JP Morgan have moved in the same direction as UBS, recognising that co-operation can be just as effective as competition. For over 150 years, the bank has served as a financial adviser to many of the wealthiest families in the world and is certainly no stranger to the vanities and needs of the super-rich and their family offices.
‘We aim to understand the individual circumstances of each family and its wealth and determine the right approach,’ says Olivier de Givenchy, UK head of JP Morgan Private Bank.
For some families, particularly the more sophisticated or better resourced, the JP Morgan relationship is more akin to a brokerage service whereby the bank acts as a conduit for the best product ideas available, including the bank’s own investment platform (JP Morgan Asset Management).
For other family offices, the bank may provide a more comprehensive service incorporating portfolio construction and risk-management advice as well as investment advisory services. ‘The goal is to be accepted by a family office as their trusted banking partner, bringing resource and guidance across a range of needs, and to sustain our reputation for providing truly objective, first-class investment advice,’ he explains.

-*-

— Problem —
In the JP Morgan passage above, condense the paragraph beginning "JP Morgan have moved in the same direction" into a short bulleted list that keeps its main facts.

— Dataset section —
-*-

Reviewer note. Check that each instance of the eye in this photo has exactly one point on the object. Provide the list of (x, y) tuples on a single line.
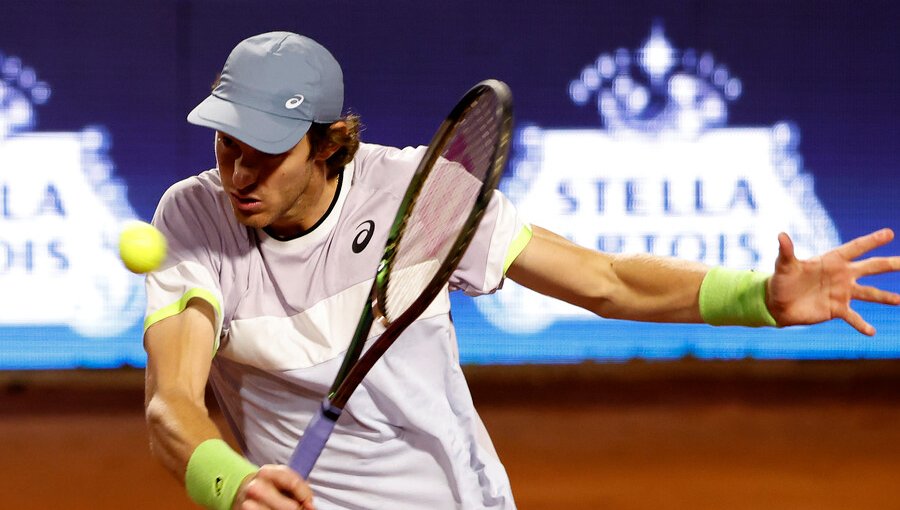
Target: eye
[(226, 141)]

-*-

— Answer to the exercise —
- Like UBS, JP Morgan has recognized that co-operation can be as effective as competition.
- For over 150 years, the bank has advised many of the world's wealthiest families.
- It knows the vanities and needs of the super-rich and their family offices well.